* BEGIN EXCERPT *

This is a cache of https://docs.okd.io/4.15/networking/ovn_kubernetes_network_provider/rollback-to-openshift-sdn.html. It is a snapshot of the page at 2024-11-26T20:36:24.922+0000.
Rolling back to the OpenShift SDN network plugin - OVN-Kubernetes network plugin | Networking | OKD 4.15
×

As a cluster administrator, you can roll back to the OpenShift SDN network plugin from the OVN-Kubernetes network plugin using either the offline migration method, or the limited live migration method. This can only be done after the migration to the OVN-Kubernetes network plugin has successfully completed.

  • If you used the offline migration method to migrate to the OpenShift SDN network plugin from the OVN-Kubernetes network plugin, you should use the offline migration rollback method.

  • If you used the limited live migration method to migrate to the OpenShift SDN network plugin from the OVN-Kubernetes network plugin, you should use the limited live migration rollback method.

* END EXCERPT *

-- PROBLEM 1 --
Update the rollback text from "Rolling back to" to "offline migration rollback method." by putting "offline conversion method" in place of "offline migration method", and write out that part.

* BEGIN SUPPLIED RECORDS *

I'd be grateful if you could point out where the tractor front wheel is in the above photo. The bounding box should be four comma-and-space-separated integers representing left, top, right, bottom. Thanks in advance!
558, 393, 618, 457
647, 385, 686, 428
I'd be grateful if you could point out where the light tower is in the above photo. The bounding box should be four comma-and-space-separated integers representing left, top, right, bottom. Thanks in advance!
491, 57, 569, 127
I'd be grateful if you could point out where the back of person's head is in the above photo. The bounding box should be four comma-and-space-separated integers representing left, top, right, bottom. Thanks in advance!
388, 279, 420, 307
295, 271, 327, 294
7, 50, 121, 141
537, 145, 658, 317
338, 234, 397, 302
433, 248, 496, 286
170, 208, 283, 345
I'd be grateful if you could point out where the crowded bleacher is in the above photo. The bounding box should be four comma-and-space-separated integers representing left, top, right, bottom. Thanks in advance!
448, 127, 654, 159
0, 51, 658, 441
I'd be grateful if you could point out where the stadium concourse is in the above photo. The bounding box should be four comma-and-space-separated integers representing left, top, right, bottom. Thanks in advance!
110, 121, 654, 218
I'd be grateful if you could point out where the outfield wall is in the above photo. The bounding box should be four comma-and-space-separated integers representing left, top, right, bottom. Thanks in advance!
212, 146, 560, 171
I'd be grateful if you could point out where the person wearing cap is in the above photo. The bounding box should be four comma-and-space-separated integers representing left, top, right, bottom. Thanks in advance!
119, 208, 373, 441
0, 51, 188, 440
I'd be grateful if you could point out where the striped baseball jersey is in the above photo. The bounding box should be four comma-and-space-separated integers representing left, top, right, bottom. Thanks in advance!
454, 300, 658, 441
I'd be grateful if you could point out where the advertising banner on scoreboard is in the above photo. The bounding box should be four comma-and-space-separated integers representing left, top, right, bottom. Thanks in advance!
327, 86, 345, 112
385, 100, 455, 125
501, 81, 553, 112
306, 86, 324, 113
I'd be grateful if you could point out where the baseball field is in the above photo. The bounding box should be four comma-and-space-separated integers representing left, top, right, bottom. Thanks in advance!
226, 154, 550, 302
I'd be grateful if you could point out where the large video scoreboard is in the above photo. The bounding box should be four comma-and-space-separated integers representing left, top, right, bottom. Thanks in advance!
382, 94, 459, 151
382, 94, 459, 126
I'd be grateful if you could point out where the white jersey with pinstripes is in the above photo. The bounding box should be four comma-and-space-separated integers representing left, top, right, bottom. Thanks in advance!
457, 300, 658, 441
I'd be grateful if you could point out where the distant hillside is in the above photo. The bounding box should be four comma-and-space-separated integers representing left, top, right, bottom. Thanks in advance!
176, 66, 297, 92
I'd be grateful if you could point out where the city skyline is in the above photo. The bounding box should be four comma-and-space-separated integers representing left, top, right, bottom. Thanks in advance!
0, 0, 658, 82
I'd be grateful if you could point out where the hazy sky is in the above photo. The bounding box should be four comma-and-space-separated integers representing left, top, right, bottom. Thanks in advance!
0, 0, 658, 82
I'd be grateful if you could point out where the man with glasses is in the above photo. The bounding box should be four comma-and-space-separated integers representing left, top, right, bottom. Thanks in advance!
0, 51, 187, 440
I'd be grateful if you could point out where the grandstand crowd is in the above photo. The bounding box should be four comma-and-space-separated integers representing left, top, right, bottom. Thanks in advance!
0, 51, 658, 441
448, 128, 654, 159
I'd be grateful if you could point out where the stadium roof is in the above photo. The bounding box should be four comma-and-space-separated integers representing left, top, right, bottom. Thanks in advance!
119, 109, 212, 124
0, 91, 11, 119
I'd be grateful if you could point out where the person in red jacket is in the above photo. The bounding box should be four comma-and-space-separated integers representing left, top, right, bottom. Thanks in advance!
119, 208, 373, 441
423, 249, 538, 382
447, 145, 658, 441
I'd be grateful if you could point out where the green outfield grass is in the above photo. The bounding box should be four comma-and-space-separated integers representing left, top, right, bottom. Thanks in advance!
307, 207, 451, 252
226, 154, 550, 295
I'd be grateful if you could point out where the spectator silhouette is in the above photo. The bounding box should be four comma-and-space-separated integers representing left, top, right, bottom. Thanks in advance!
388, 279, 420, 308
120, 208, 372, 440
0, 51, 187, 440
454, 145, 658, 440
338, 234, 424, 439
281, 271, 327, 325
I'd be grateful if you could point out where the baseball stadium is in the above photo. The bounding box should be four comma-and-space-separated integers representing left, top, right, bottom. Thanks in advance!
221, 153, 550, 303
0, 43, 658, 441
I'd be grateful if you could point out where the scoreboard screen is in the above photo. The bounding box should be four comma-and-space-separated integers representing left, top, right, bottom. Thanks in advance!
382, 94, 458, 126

* END SUPPLIED RECORDS *

-- PROBLEM 2 --
In the listing, take the lines from the line with "I'd be grateful if you could point out where the back" to the line with "170, 208, 283, 345" and multiply every box coordinate in the answers by 0.9, rounding to whole numbers with halves going up. Give only those lines again, requests included.

-- RESULT 1 --
Rolling back to the OpenShift SDN network plugin - OVN-Kubernetes network plugin | Networking | OKD 4.15
×

As a cluster administrator, you can roll back to the OpenShift SDN network plugin from the OVN-Kubernetes network plugin using either the offline conversion method, or the limited live migration method. This can only be done after the migration to the OVN-Kubernetes network plugin has successfully completed.

  • If you used the offline conversion method to migrate to the OpenShift SDN network plugin from the OVN-Kubernetes network plugin, you should use the offline migration rollback method.

-- RESULT 2 --
I'd be grateful if you could point out where the back of person's head is in the above photo. The bounding box should be four comma-and-space-separated integers representing left, top, right, bottom. Thanks in advance!
349, 251, 378, 276
266, 244, 294, 265
6, 45, 109, 127
483, 131, 592, 285
304, 211, 357, 272
390, 223, 446, 257
153, 187, 255, 311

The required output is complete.